Given request 1
From the Spring Breakers review, return the passage starting at "However you end" and ending at "high-profile cultural moment.", copied word for word.

Selected excerpt
--- Begin ---

However you end up feeling about it, you’d have to agree that SPRING BREAKERS is the most unusual mainstream feature film to hit malls and multiplexes since DJANGO UNCHAINED. Part exploitation movie, part art movie, all provocation, it’s a movie where Werner Herzog meets John Cassavetes meets Jack Hill, and the fact that most of the people who are talking about this movie couldn’t name any of those directors only underlines how bizarre and kind of awesome it is that SPRING BREAKERS is enjoying such a high-profile cultural moment.
The writer and director of SPRING BREAKERS is Harmony Korine, a forty-year-old filmmaker who I can’t honestly say I’ve had much of an interest in before now. His first project was writing 1995’s notorious KIDS for director Larry Clark. The best thing about KIDS, in my opinion, is that it gave the world Rosario Dawson. Otherwise, it’s not a thing I plan to revisit, ever. Korine went on to make music videos, photography, and a series of films, including GUMMO, JULIEN DONKEY-BOY, MISTER LONELY and TRASH HUMPERS, that certainly have their followings but didn’t draw my attention. They all looked too purposefully skuzzy, sleazy, arty, or unruly to me. No offense. That’s just not my taste. Personally, I like nothing better than mainstream genre films with a triple-sized side of subversion. I like a Sam Raimi horror film. I like a Joss Whedon superhero movie. I like a Quentin Tarantino Western. I like horror films and crime flicks and monster movies, and I really, really like it when those styles and story types mix and match. I love a genre-blender. So I’m almost taken aback by how long SPRING BREAKERS has lingered in my mind.

--- End ---

Given records
--- Begin ---

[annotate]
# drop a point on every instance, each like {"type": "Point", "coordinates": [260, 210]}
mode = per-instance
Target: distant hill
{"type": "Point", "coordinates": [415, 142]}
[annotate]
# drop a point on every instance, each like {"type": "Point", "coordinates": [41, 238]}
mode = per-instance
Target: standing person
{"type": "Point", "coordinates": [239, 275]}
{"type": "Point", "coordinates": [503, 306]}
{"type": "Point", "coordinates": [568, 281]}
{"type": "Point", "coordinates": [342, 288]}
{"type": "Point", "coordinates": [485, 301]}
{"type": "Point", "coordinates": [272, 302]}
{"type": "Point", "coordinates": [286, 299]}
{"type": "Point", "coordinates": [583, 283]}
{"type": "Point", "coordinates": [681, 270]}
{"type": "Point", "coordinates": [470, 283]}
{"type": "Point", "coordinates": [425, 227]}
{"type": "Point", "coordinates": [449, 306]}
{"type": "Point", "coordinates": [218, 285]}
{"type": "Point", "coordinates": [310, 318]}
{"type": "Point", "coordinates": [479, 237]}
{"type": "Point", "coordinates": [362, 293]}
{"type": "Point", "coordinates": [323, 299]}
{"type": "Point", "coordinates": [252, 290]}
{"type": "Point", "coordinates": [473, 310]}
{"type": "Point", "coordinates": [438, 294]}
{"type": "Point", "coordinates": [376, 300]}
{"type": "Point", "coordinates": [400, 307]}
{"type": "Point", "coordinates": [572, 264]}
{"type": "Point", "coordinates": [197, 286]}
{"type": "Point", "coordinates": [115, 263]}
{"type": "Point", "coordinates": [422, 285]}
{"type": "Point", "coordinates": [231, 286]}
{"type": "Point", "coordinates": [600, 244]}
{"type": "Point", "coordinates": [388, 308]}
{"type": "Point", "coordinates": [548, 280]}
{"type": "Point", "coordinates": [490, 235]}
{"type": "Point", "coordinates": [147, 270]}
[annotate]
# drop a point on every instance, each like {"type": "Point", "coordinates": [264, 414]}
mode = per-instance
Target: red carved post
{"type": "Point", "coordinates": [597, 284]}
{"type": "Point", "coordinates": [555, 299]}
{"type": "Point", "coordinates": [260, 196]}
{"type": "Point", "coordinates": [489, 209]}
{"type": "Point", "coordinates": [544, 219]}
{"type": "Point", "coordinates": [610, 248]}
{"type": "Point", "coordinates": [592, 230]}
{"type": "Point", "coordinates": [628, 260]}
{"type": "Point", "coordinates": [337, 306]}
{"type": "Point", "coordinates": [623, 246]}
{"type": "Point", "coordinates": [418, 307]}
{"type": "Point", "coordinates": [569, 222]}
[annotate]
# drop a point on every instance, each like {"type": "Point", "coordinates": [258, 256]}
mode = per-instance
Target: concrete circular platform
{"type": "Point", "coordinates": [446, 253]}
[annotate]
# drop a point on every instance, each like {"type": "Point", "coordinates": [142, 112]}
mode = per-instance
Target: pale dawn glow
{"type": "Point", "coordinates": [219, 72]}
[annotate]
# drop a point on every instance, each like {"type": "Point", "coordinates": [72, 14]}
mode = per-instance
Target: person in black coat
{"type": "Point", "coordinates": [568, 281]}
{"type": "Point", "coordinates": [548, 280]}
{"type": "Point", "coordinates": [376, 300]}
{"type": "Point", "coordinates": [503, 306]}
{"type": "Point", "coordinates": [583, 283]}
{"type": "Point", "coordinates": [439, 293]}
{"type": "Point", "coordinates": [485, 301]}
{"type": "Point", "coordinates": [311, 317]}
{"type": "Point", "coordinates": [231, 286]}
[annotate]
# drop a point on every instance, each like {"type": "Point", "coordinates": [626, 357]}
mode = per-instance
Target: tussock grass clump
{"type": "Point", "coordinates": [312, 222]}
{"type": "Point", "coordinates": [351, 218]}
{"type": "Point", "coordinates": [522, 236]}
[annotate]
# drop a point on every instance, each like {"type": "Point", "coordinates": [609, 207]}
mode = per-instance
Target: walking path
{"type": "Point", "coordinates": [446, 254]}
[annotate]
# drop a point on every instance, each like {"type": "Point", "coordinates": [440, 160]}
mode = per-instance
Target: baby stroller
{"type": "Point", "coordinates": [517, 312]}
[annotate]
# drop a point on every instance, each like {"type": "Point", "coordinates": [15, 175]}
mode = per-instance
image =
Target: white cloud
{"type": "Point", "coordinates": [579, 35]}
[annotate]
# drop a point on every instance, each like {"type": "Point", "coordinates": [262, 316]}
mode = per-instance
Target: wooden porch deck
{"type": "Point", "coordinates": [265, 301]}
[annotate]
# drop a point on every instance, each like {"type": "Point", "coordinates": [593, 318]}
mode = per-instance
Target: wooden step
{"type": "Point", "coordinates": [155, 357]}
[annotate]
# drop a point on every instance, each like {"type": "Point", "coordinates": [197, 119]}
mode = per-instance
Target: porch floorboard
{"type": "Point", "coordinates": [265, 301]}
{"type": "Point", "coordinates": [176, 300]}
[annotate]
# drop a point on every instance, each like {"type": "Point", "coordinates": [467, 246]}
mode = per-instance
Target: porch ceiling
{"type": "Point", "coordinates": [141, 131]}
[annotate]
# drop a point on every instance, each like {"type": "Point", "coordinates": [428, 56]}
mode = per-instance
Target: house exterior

--- End ---

Given request 2
List every line in the entries above that contains the string "person", matching case.

Correct result 1
However you end up feeling about it, you’d have to agree that SPRING BREAKERS is the most unusual mainstream feature film to hit malls and multiplexes since DJANGO UNCHAINED. Part exploitation movie, part art movie, all provocation, it’s a movie where Werner Herzog meets John Cassavetes meets Jack Hill, and the fact that most of the people who are talking about this movie couldn’t name any of those directors only underlines how bizarre and kind of awesome it is that SPRING BREAKERS is enjoying such a high-profile cultural moment.

Correct result 2
Target: standing person
Target: person in black coat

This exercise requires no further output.